### INSTRUCTIONS FOR THE TASK
Pull out each line in the entries below that contains the word "locomotive", and copy those lines. Match the case exactly.

-- BEGIN --

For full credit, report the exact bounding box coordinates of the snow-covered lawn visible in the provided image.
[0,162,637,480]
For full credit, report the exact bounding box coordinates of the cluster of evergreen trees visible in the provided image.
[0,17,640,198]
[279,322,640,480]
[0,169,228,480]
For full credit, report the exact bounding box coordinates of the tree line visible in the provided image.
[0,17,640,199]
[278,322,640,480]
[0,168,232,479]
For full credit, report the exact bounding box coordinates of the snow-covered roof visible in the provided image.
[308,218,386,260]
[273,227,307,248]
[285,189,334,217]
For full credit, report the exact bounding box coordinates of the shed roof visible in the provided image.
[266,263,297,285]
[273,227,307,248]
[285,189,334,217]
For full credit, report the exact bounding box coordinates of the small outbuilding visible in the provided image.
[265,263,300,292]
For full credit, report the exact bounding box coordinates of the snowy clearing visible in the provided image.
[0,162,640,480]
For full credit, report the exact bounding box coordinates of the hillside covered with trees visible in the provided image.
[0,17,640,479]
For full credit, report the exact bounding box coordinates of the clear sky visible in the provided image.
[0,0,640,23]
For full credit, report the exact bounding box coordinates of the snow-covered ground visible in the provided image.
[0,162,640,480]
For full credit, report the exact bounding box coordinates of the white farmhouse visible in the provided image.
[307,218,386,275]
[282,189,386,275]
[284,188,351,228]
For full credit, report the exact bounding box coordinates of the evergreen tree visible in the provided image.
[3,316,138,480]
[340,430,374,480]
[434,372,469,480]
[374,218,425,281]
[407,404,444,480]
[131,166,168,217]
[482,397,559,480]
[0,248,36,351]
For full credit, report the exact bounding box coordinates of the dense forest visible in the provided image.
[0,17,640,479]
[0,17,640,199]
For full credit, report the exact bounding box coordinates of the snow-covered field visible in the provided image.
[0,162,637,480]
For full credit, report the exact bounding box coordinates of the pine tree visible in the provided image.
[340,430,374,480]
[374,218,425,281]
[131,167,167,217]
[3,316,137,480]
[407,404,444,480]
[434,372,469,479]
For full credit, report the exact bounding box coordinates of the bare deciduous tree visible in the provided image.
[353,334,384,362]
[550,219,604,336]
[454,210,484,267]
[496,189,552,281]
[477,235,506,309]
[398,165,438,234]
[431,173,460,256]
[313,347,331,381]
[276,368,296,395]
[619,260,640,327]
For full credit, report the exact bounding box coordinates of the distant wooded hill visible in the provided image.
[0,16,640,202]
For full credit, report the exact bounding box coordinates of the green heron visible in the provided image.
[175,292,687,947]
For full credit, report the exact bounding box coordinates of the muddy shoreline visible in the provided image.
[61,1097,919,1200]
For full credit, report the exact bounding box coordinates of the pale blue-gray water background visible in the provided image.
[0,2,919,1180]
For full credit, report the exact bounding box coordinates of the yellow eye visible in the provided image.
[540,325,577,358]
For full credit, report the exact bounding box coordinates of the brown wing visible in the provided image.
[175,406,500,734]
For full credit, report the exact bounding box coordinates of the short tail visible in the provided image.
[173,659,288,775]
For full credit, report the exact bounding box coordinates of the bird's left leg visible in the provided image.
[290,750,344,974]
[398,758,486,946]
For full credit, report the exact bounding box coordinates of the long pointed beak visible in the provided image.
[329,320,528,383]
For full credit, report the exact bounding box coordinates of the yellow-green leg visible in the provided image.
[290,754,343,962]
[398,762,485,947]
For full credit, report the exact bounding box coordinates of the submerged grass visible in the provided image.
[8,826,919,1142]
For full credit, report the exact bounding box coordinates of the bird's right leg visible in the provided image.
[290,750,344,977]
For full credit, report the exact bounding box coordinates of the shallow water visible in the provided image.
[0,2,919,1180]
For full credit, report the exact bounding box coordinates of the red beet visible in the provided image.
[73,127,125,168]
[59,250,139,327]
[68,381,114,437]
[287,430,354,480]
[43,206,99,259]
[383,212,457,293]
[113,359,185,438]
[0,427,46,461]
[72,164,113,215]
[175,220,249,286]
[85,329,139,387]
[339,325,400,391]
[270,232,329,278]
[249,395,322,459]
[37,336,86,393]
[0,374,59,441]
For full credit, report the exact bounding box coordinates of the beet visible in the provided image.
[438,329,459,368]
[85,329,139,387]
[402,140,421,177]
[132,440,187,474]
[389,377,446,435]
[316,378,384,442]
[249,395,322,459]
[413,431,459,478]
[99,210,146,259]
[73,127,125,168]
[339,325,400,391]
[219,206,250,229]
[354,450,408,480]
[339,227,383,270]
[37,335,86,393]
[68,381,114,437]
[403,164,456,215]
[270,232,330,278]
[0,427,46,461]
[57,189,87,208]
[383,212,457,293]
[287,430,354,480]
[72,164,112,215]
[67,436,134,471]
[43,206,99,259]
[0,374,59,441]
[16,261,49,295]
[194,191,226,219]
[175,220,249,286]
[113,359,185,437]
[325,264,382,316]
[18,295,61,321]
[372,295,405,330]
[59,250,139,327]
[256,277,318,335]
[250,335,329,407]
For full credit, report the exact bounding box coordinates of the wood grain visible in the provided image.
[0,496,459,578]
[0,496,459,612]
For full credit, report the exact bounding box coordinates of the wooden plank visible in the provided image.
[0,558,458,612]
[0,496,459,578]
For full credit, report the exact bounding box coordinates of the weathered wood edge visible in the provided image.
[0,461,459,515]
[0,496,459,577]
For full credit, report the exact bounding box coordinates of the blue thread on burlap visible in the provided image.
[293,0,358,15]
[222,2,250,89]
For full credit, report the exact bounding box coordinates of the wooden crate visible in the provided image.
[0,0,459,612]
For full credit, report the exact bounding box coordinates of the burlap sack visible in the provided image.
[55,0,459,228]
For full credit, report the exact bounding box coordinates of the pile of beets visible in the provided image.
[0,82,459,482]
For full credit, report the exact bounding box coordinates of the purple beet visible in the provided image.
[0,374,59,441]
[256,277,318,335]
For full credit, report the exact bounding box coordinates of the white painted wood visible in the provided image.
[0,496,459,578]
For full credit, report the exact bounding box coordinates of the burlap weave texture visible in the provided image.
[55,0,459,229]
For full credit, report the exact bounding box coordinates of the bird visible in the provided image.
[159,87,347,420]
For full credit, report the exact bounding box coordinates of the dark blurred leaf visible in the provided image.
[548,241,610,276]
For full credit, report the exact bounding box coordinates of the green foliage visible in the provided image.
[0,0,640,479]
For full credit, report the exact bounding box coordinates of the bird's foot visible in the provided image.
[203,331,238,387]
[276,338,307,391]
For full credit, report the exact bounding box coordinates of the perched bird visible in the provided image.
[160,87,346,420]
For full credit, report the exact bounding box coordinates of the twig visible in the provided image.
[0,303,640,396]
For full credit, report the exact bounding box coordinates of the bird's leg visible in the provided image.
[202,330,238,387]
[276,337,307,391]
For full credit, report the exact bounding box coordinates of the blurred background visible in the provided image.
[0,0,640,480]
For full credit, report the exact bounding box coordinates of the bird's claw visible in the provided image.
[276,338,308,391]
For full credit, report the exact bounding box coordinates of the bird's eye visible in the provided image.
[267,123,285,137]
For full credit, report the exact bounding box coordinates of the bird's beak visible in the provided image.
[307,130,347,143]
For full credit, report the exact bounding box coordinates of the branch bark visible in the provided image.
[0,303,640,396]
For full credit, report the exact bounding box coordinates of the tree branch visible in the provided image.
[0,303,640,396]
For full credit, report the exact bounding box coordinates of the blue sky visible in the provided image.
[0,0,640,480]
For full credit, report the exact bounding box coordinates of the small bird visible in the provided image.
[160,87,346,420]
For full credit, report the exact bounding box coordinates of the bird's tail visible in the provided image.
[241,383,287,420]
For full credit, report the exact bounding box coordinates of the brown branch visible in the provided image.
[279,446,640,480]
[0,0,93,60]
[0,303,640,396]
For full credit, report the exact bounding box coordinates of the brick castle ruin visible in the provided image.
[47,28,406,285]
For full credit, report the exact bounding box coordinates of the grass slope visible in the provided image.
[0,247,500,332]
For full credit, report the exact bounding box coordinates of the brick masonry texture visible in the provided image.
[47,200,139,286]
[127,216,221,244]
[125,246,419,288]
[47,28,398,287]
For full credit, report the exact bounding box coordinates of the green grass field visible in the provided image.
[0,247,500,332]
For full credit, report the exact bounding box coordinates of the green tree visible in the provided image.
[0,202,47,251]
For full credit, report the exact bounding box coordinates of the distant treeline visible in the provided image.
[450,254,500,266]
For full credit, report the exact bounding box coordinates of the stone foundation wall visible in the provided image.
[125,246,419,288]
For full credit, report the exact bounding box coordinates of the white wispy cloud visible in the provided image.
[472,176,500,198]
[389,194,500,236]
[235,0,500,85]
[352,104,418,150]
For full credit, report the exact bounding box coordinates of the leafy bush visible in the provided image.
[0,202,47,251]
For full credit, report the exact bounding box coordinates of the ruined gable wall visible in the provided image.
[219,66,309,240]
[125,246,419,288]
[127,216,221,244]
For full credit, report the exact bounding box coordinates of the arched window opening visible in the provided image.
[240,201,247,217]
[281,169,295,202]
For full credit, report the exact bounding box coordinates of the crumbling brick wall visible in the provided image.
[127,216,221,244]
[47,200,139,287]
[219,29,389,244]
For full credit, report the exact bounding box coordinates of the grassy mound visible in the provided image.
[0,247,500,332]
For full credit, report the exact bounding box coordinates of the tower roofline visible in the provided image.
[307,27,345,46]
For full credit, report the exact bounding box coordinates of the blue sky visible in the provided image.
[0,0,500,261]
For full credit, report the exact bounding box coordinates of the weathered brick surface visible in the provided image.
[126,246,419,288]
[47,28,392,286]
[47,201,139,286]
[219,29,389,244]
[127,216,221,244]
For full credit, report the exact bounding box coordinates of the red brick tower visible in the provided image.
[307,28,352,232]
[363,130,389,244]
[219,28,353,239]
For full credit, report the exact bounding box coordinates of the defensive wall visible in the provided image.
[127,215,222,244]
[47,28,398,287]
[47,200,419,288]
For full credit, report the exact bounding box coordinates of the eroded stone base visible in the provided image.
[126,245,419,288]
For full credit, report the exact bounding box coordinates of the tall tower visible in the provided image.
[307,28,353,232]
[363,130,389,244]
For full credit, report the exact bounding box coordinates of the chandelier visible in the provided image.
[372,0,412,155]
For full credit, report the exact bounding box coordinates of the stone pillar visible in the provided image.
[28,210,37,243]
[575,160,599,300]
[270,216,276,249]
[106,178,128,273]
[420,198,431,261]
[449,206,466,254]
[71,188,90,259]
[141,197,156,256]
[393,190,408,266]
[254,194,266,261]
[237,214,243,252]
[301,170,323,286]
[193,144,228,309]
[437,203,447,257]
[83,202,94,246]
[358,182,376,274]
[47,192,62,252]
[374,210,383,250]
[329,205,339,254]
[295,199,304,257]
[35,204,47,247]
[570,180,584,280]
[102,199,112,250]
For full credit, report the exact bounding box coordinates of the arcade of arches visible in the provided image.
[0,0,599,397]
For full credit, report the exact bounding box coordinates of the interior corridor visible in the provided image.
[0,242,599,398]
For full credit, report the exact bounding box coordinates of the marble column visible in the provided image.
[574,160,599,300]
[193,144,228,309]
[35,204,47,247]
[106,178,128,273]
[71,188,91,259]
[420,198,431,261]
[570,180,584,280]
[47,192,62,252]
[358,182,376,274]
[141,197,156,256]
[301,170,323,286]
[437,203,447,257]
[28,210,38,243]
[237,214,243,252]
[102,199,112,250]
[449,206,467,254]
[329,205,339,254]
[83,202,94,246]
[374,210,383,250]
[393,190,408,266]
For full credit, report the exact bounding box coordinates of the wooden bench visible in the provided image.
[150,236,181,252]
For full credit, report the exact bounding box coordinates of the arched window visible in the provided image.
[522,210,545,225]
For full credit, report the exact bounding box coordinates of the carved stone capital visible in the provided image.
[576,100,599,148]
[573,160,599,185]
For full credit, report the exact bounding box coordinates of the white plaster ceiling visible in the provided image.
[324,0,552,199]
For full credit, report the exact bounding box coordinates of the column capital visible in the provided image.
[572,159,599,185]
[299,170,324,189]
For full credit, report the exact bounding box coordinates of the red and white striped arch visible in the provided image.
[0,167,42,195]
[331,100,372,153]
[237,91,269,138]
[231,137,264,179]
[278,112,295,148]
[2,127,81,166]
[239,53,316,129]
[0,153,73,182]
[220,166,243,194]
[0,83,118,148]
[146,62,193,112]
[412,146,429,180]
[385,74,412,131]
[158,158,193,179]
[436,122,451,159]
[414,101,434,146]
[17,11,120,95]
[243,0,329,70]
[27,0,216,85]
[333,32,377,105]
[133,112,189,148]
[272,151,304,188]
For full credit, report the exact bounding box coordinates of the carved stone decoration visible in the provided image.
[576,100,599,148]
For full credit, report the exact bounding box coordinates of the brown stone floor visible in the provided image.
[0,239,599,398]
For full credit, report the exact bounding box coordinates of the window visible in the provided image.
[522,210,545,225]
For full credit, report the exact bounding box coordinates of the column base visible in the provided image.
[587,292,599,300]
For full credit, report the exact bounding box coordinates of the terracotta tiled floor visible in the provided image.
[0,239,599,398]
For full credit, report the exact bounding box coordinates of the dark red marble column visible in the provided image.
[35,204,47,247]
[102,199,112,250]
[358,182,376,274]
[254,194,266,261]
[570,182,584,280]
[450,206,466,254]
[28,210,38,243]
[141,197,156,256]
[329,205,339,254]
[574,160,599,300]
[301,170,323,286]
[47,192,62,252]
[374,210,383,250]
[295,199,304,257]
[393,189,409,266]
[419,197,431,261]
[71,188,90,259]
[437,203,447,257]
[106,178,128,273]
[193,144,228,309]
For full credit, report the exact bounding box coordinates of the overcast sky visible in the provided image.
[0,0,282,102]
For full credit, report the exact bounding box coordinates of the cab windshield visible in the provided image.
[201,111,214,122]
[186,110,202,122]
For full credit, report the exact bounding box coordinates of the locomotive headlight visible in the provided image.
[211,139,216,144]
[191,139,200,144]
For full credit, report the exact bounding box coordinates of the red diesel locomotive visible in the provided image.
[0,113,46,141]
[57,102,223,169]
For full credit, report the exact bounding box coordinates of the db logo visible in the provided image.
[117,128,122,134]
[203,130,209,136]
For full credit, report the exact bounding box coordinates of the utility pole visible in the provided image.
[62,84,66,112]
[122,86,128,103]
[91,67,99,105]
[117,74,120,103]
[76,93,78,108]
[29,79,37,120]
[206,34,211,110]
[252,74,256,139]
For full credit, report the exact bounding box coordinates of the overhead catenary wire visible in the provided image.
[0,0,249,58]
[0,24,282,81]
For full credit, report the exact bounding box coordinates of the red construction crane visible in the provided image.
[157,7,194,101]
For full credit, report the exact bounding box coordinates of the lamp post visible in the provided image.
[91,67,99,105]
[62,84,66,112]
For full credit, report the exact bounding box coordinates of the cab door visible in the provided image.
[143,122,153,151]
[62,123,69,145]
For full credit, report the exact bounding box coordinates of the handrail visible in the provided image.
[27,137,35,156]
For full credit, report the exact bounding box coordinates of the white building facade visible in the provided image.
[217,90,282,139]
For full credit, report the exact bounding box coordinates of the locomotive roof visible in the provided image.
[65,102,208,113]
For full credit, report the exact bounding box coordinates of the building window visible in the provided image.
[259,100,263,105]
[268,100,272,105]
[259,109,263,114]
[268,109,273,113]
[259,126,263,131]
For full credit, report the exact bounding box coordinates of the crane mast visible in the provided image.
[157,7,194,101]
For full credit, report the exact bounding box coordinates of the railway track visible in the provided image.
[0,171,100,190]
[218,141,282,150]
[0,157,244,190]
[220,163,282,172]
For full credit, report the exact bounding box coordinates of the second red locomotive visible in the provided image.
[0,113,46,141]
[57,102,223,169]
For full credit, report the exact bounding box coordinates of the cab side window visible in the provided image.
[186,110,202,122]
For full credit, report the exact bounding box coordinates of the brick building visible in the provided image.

-- END --

### WRITTEN RESPONSE
For full credit, report the exact bounding box coordinates of the locomotive headlight visible in the provided image.
For full credit, report the exact bounding box coordinates of the red diesel locomotive visible in the provided image.
For full credit, report the exact bounding box coordinates of the locomotive roof visible in the provided image.
For full credit, report the exact bounding box coordinates of the second red locomotive visible in the provided image.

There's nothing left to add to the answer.